Materials provided:

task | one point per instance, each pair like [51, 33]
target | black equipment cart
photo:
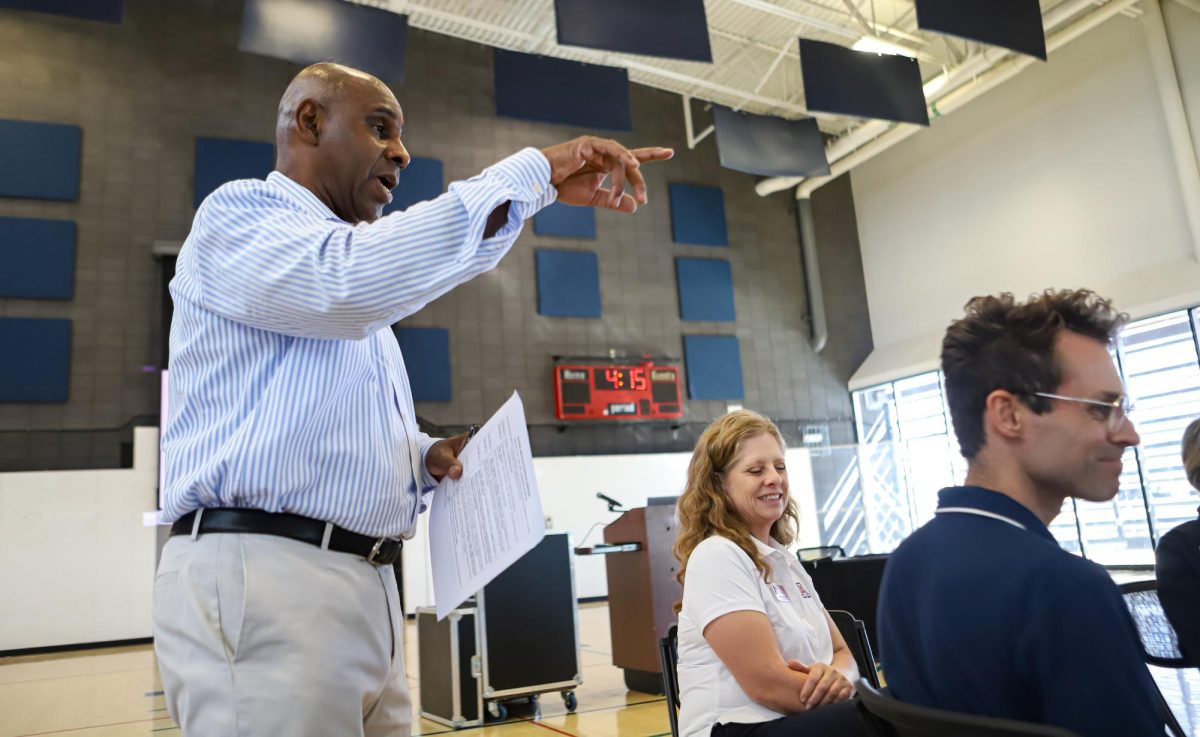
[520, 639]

---

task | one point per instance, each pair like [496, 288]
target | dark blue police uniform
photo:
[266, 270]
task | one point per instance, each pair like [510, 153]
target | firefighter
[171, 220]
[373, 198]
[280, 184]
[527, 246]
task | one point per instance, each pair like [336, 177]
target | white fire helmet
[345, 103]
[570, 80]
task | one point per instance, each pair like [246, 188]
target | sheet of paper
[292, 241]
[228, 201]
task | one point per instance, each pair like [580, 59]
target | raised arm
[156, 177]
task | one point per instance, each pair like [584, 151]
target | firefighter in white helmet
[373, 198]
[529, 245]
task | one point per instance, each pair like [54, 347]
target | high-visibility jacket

---

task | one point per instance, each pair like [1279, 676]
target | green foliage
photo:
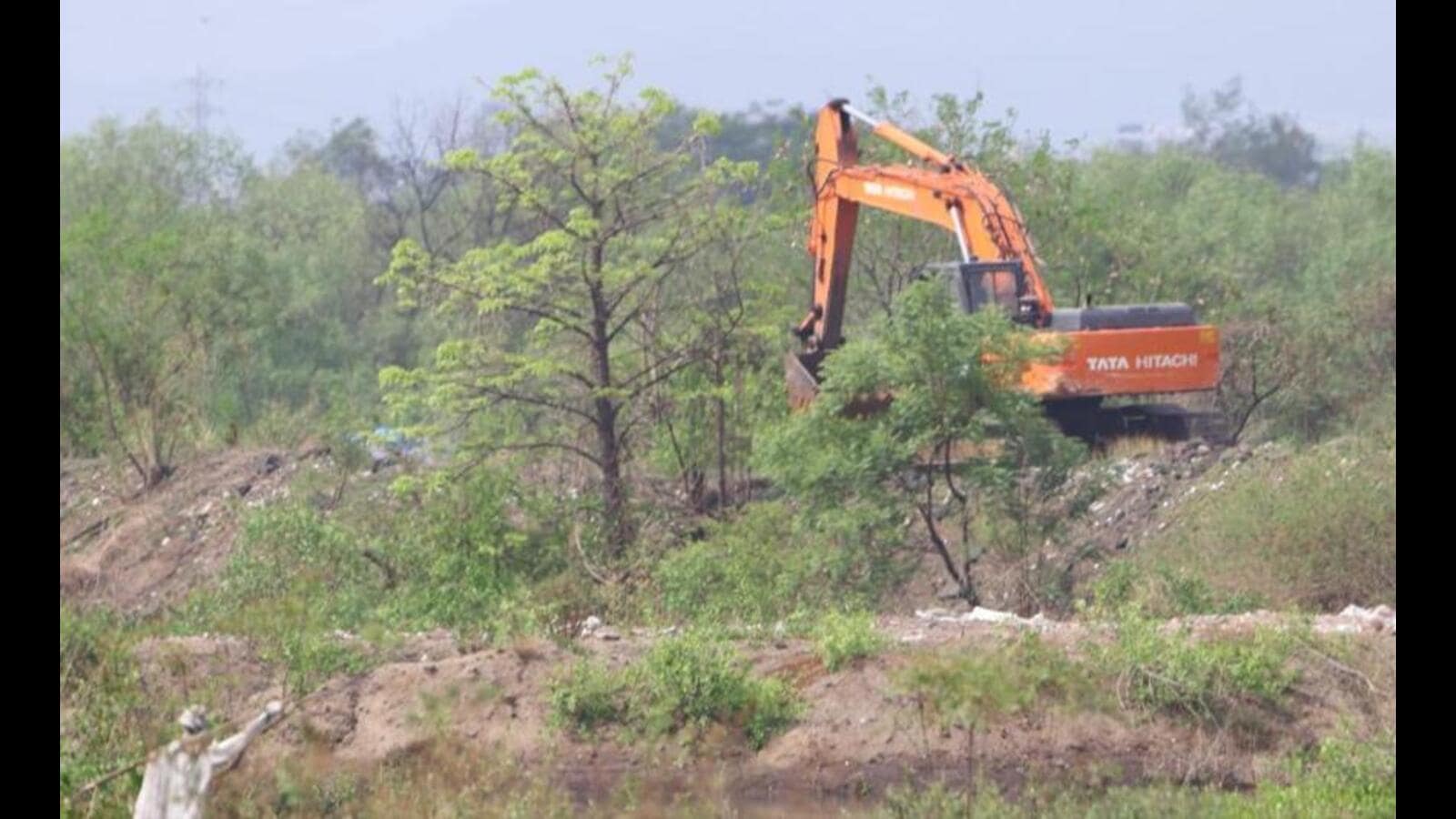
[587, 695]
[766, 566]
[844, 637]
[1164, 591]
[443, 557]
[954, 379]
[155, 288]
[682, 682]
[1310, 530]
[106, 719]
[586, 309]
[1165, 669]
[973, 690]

What you will do:
Whenever the string "point" shows up on a line of the listing, copy that line.

Output of the task:
task | one point per instance, each pair like [51, 33]
task | one point per instance, each pair like [496, 288]
task | one point per instance, each pair like [510, 153]
task | one point per instance, each pair like [336, 177]
task | one point per instance, each pair like [246, 188]
task | one point per instance, each pair like [580, 59]
task | one point per instance, each pair like [584, 151]
task | one point per instance, each pair like [54, 347]
task | one point per instance, each pair like [1279, 676]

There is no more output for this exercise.